■ **Goal**
Copy the data from the line that contains "of the green" to its last line, exactly, including both of those lines and leaving out everything before.

■ **Supplied material**
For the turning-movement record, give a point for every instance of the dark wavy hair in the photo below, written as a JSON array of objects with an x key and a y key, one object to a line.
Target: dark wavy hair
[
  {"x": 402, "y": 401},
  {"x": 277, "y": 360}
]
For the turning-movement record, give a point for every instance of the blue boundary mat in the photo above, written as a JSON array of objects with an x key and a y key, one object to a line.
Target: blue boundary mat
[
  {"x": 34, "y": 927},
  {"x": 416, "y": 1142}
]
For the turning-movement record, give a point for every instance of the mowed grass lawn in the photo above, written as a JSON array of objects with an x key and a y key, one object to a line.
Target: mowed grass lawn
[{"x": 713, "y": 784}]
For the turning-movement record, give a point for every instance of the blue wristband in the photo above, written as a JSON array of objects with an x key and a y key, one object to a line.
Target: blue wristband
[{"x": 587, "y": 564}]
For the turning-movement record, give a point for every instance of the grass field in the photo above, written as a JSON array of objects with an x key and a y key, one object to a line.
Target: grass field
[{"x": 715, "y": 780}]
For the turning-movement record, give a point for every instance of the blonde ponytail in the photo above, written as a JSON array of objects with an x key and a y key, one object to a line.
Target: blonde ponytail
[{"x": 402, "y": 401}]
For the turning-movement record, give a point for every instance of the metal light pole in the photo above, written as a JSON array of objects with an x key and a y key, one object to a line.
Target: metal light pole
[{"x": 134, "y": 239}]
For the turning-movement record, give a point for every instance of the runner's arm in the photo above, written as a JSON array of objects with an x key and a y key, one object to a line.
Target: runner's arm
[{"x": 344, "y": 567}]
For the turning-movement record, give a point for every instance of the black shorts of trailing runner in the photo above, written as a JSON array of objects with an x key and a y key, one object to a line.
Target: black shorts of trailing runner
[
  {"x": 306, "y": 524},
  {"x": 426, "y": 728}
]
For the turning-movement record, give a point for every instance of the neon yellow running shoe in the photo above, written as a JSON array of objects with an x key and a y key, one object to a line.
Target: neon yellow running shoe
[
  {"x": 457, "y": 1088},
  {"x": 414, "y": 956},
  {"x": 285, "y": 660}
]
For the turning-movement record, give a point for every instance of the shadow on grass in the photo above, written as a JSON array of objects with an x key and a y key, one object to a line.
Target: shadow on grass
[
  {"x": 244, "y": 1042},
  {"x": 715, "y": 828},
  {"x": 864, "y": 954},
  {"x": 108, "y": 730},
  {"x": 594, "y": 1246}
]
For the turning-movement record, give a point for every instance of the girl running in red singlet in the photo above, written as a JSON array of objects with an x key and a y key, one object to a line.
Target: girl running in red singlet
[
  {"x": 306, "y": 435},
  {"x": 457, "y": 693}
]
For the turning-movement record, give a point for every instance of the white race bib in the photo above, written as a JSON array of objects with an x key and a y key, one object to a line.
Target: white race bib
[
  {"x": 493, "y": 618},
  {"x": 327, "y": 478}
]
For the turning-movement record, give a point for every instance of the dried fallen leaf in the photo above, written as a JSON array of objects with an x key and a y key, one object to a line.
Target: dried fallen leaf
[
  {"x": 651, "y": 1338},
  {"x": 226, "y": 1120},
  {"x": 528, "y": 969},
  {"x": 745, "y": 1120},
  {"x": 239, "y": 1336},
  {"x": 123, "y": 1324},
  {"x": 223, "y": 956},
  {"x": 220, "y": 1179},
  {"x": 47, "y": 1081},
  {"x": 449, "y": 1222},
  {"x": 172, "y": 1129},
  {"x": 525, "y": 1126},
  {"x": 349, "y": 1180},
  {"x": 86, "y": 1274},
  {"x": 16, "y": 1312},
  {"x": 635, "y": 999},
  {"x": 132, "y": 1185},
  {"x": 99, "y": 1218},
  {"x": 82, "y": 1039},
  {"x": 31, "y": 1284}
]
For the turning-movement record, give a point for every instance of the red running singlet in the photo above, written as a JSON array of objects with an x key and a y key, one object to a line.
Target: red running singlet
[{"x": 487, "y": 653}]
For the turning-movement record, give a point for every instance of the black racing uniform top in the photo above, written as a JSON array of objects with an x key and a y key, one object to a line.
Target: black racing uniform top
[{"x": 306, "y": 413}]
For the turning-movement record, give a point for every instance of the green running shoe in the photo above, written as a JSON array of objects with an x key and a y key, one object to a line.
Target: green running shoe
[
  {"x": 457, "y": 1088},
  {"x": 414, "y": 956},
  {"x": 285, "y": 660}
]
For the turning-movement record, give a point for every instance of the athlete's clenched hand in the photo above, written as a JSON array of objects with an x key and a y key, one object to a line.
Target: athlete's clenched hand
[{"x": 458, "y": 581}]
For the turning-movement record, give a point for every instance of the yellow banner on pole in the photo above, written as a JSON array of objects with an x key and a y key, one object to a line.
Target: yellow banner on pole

■ **Response**
For the turning-movement record, give a point for every instance of the green running shoe in the photo above, written as a JSON array of objects with an x key and a y key, one object to a line.
Target: green running shoe
[
  {"x": 457, "y": 1088},
  {"x": 414, "y": 956},
  {"x": 285, "y": 660}
]
For the turning-movement record, give a point for every instance of the athlete's clenched hand in the photo above, written as a JSON array of objects with an x key and a y key, one object to a line.
Target: athlete's clenched hand
[{"x": 458, "y": 581}]
For the turning-movement record, give a point for every instance of the yellow banner on pole in the photo above, written as a JSON array of objects with an x key and a y key, one object to a line.
Target: yellow banner on pole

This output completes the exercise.